Goal of the exercise: Copy the listing below, replacing every "that would help me greatly" with "I would really appreciate it" and keeping all other text the same.

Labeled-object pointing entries
====================

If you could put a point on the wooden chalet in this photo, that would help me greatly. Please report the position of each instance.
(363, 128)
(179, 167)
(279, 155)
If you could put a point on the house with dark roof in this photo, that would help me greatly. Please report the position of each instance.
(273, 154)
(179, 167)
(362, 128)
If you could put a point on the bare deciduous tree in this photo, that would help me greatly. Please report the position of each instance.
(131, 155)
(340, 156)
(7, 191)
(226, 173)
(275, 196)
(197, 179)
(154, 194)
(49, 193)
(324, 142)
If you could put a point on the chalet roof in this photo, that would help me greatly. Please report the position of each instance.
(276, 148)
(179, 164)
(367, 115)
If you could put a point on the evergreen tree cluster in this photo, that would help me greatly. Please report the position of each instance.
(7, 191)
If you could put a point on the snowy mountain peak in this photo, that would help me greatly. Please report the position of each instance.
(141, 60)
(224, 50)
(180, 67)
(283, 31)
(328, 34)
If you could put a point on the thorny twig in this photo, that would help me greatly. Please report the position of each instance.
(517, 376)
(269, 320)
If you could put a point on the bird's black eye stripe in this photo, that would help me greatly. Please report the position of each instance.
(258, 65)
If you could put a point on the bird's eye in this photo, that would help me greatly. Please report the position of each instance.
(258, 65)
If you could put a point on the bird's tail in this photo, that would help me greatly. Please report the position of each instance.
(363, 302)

====================

Correct response:
If you could put a point on the wooden chalet in this photo, I would really appreciate it. Please report the position of each instance.
(363, 128)
(179, 167)
(279, 155)
If you could put a point on the house with dark roof in this photo, I would really appreciate it. Please report the position of each instance.
(273, 154)
(179, 167)
(362, 128)
If you could put a point on the bare deciduous tree in this photo, I would really appreciate it. Please report the position of each instance.
(131, 155)
(340, 156)
(7, 191)
(226, 173)
(275, 196)
(197, 179)
(154, 194)
(49, 193)
(324, 142)
If you could put a point on the chalet roof in this photo, I would really appreciate it. Please report the position of each instance.
(276, 148)
(179, 164)
(367, 115)
If you could put a point on the evergreen tree cluster in this photo, I would really appreciate it. Please report the position of each instance.
(7, 191)
If you could put a point on the snowy mountain peak in this photo, I would really appreciate it. Please report the position of each instance.
(141, 60)
(224, 50)
(180, 67)
(283, 31)
(328, 34)
If you could put a point on the thorny twig in this photo, I would really appreciate it. Please report the position of each instance.
(517, 376)
(269, 320)
If you could put a point on the bird's black eye stripe in this photo, I would really appreciate it. Please report the position of each instance.
(258, 65)
If you could put a point on the bird's eye in this photo, I would really appreciate it. Please report the position of each instance.
(258, 65)
If you could put a point on the bird's tail in this photo, I would really appreciate it. Please report the position of each instance.
(363, 302)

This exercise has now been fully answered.